Excerpt to read =>
Surgical patients are often given opioids postoperatively and may already be taking them preoperatively to manage chronic pain. When used appropriately, these medications can improve recovery, but prolonged use is associated with many risks, including addiction, overdose, physical injuries, and all-cause mortality.
Researchers at the Veterans Health Administration sought to determine whether peri-operative opioid use affects time to cessation of opioids postoperatively,1 as has been previously suggested.2 The researchers also sought to better define the epidemiology of perioperative opioid use.
“Despite widespread use of perioperative opioids, their clinical epidemiology and standards of care remain poorly defined,” wrote the authors. “Identifying the patterns of preoperative opioid use, and the timing and associated predictive factors for post-operative cessation has been understudied, particularly at the population-relevant levels of thousands of patients.”
The study investigators examined data from the electronic medical records for all patients who underwent surgery at 1 of 120 VA hospitals and had subsequent hospital stays of at least 1 day in the fiscal year 2011 (October 1, 2010 through September 30, 2011). Patients with metastatic cancer were excluded from the study, and the population was restricted to patients who received one or more opioid prescriptions within 90 days following their surgery. This yielded 64 391 patients who had undergone a diverse set of surgeries.
The researchers assessed patients’ preoperative opioid use for 180 days prior to hospital admission and classified it as: opioid-free; tramadol only; acute/intermittent use of short-acting (SA) opioids (≤90 days); chronic use of SA opioids (>90 days); or use of any long-acting (LA) opioid. Time to opioid cessation was calculated from the first day of post-operative opioid use to 365 days, with cessation defined as 90 consecutive days with no opioid prescriptions.

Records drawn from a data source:
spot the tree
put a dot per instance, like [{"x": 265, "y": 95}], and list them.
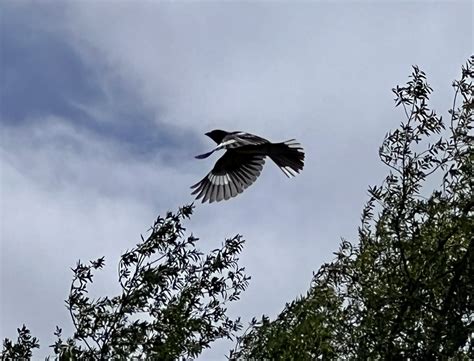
[
  {"x": 171, "y": 304},
  {"x": 405, "y": 290}
]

About this exercise => Reproduce, word for word, the portion of the perioperative opioid study text from "Surgical patients are" up to and including "perioperative opioid use.".

Output below =>
Surgical patients are often given opioids postoperatively and may already be taking them preoperatively to manage chronic pain. When used appropriately, these medications can improve recovery, but prolonged use is associated with many risks, including addiction, overdose, physical injuries, and all-cause mortality.
Researchers at the Veterans Health Administration sought to determine whether peri-operative opioid use affects time to cessation of opioids postoperatively,1 as has been previously suggested.2 The researchers also sought to better define the epidemiology of perioperative opioid use.